**Task requirements**
Rewrite the rows below, substituting "occurrence" for every occurrence of "instance" and leaving all other text unchanged.

╭─ Data records

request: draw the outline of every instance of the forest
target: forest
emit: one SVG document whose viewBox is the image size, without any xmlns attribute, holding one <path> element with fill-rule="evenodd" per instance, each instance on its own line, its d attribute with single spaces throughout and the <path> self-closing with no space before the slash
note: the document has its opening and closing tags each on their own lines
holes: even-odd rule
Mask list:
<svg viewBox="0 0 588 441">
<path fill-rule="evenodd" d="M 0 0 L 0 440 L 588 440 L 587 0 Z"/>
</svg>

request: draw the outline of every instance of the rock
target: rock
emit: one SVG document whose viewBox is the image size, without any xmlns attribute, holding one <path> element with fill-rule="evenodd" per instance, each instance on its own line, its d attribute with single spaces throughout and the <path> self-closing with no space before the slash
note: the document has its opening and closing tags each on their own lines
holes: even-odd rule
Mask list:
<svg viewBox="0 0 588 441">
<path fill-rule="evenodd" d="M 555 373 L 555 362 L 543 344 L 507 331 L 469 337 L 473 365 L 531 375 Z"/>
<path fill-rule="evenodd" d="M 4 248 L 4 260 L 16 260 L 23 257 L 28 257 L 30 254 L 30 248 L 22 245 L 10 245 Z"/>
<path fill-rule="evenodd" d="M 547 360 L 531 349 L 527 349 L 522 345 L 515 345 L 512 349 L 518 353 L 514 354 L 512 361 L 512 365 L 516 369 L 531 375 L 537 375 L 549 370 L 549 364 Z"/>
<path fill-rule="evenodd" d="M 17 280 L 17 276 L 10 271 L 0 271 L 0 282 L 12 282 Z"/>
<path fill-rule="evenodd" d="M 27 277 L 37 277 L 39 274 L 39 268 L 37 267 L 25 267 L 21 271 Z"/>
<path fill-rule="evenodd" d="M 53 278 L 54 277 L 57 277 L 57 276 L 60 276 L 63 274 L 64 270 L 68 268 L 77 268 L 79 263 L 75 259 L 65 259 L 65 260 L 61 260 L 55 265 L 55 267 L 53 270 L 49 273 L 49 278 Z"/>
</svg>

╰─

**Written solution**
request: draw the outline of every occurrence of the forest
target: forest
emit: one SVG document whose viewBox is the image size, without any xmlns attribute, holding one <path> element with fill-rule="evenodd" per occurrence, each occurrence on its own line, its d attribute with single spaces throughout and the <path> self-closing with no space before the slash
note: the document has its opening and closing tags each on their own lines
holes: even-odd rule
Mask list:
<svg viewBox="0 0 588 441">
<path fill-rule="evenodd" d="M 0 0 L 0 440 L 588 440 L 587 0 Z"/>
</svg>

request: draw the outline of every occurrence of the rock
target: rock
emit: one SVG document whose viewBox is the image size, without any xmlns attribute, holding one <path> element with fill-rule="evenodd" per occurrence, each occurrence on its own line, its d attribute with single spaces throughout and the <path> self-closing with no space before the slash
note: the document has its opening and closing tags each on their own lines
holes: even-odd rule
Mask list:
<svg viewBox="0 0 588 441">
<path fill-rule="evenodd" d="M 555 373 L 555 362 L 543 344 L 507 331 L 469 337 L 473 365 L 531 375 Z"/>
<path fill-rule="evenodd" d="M 4 248 L 4 260 L 16 260 L 23 257 L 28 257 L 30 254 L 30 248 L 22 245 L 10 245 Z"/>
<path fill-rule="evenodd" d="M 547 360 L 531 349 L 527 349 L 522 345 L 515 345 L 512 349 L 518 353 L 514 354 L 512 361 L 512 365 L 516 369 L 531 375 L 537 375 L 549 370 L 549 364 Z"/>
<path fill-rule="evenodd" d="M 17 280 L 17 276 L 10 271 L 0 271 L 0 282 L 12 282 Z"/>
<path fill-rule="evenodd" d="M 27 277 L 37 277 L 39 274 L 39 268 L 37 267 L 25 267 L 21 271 Z"/>
<path fill-rule="evenodd" d="M 53 278 L 54 277 L 57 277 L 57 276 L 60 276 L 63 274 L 64 270 L 68 268 L 77 268 L 79 263 L 75 259 L 65 259 L 65 260 L 61 260 L 55 265 L 55 267 L 53 270 L 49 273 L 49 278 Z"/>
</svg>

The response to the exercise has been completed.